─── Page excerpt
Search code examples
pythondata-sciencexgboost

Shape Mismatch XGBoost Regressor


I have trained an XGBoost Regressor model on data that has a different shape to the test data I intend to predict on. Is there a way to go around this or a model that can tolerate feature mismatches?

The input training data and test data got mismatched during One Hot Encoding of categorical features.

best_xgb = xgb.XGBRegressor(base_score=0.5, booster='gbtree', colsample_bylevel=1,
             colsample_bynode=1, colsample_bytree=1, enable_categorical=False,
             gamma=0, gpu_id=-1, importance_type=None,
             interaction_constraints='', learning_rate=0.05, max_delta_step=0,
             max_depth=6, min_child_weight=10,monotone_constraints='()', n_estimators=400, n_jobs=4,
             num_parallel_tree=1, predictor='auto', random_state=0, reg_alpha=0,
             reg_lambda=1, scale_pos_weight=1, subsample=1, tree_method='exact',
             validate_parameters=1, verbosity=None)

best_xgb.fit(X, y)

best_xgb.predict(test_data)

I get the following error: Shape Mismatch Error


Solution

  • Please check where 249-235=14 features are in test data.
    Or fit on same data

    best_xgb.fit(X[test_data.columns], y)
──────
─── Stored records
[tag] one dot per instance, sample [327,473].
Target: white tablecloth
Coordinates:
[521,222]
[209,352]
──────
─── Stored records
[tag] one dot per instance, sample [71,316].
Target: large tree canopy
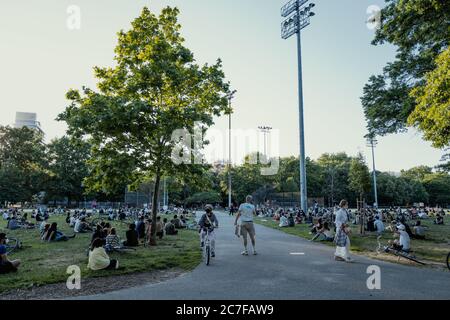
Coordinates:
──────
Stated exercise 1:
List every parameter that the XGBRegressor call in the XGBoost shape mismatch thread sets to exactly 0.
Stated exercise 2:
From the XGBoost shape mismatch thread, extract the passage starting with "The input training" and going on through "best_xgb.fit(X, y)", copied word for word.

Exercise answer 1:
gamma
max_delta_step
random_state
reg_alpha

Exercise answer 2:
The input training data and test data got mismatched during One Hot Encoding of categorical features.

best_xgb = xgb.XGBRegressor(base_score=0.5, booster='gbtree', colsample_bylevel=1,
             colsample_bynode=1, colsample_bytree=1, enable_categorical=False,
             gamma=0, gpu_id=-1, importance_type=None,
             interaction_constraints='', learning_rate=0.05, max_delta_step=0,
             max_depth=6, min_child_weight=10,monotone_constraints='()', n_estimators=400, n_jobs=4,
             num_parallel_tree=1, predictor='auto', random_state=0, reg_alpha=0,
             reg_lambda=1, scale_pos_weight=1, subsample=1, tree_method='exact',
             validate_parameters=1, verbosity=None)

best_xgb.fit(X, y)